### Exercise input
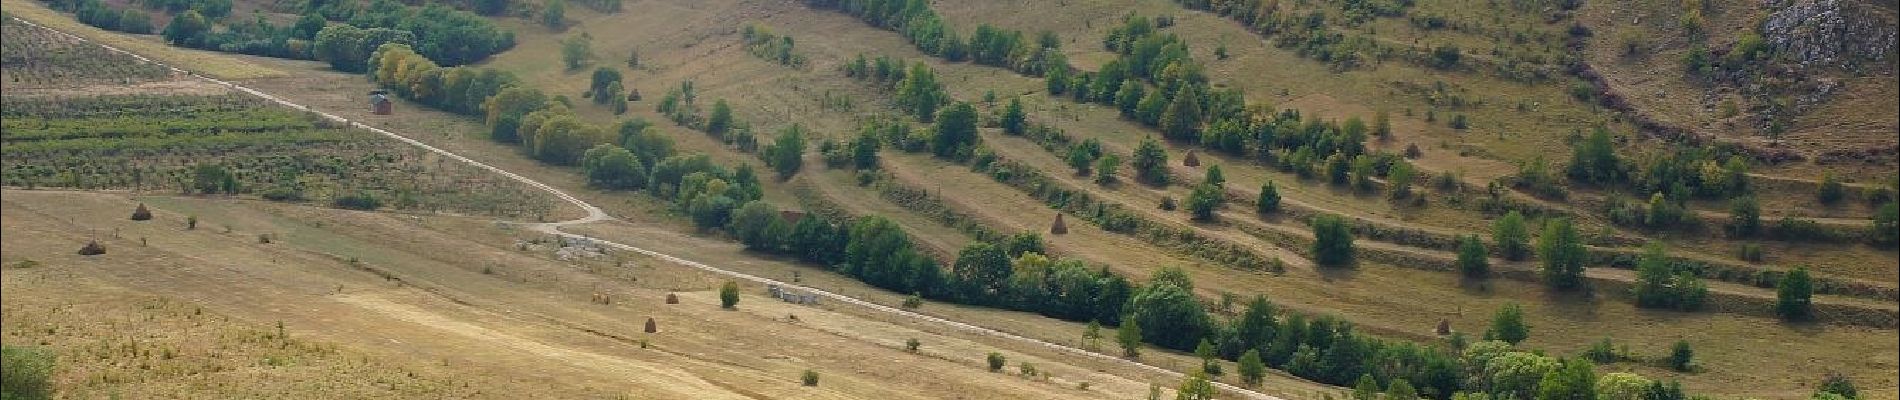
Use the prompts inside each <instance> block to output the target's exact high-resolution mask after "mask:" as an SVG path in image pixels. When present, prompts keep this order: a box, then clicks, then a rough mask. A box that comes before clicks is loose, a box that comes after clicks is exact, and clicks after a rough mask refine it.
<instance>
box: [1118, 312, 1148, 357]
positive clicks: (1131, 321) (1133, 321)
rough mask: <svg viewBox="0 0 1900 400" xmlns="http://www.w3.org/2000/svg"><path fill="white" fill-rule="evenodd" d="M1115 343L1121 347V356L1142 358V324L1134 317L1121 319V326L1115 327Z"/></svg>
mask: <svg viewBox="0 0 1900 400" xmlns="http://www.w3.org/2000/svg"><path fill="white" fill-rule="evenodd" d="M1115 343H1117V345H1121V356H1129V358H1136V356H1142V324H1140V320H1134V317H1123V318H1121V326H1115Z"/></svg>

### Problem to work on
Copy every record above exactly, leaving out the pictures.

### Completed task
Use the prompts inside each <instance> block to output the target's exact high-resolution mask after "mask:" as an SVG path in image pixels. When present, prompts keep this order: a box, then clicks, then a rough mask. A box that comes before clicks is loose, a box that comes after clicks is exact, and clicks after a rough mask refine it.
<instance>
box: [1118, 312, 1148, 357]
positive clicks: (1131, 321) (1133, 321)
rough mask: <svg viewBox="0 0 1900 400" xmlns="http://www.w3.org/2000/svg"><path fill="white" fill-rule="evenodd" d="M1115 343L1121 347V356L1142 358V324L1134 317L1121 319V326L1115 327Z"/></svg>
mask: <svg viewBox="0 0 1900 400" xmlns="http://www.w3.org/2000/svg"><path fill="white" fill-rule="evenodd" d="M1115 343H1117V345H1121V356H1129V358H1136V356H1142V324H1140V320H1134V317H1123V318H1121V326H1115Z"/></svg>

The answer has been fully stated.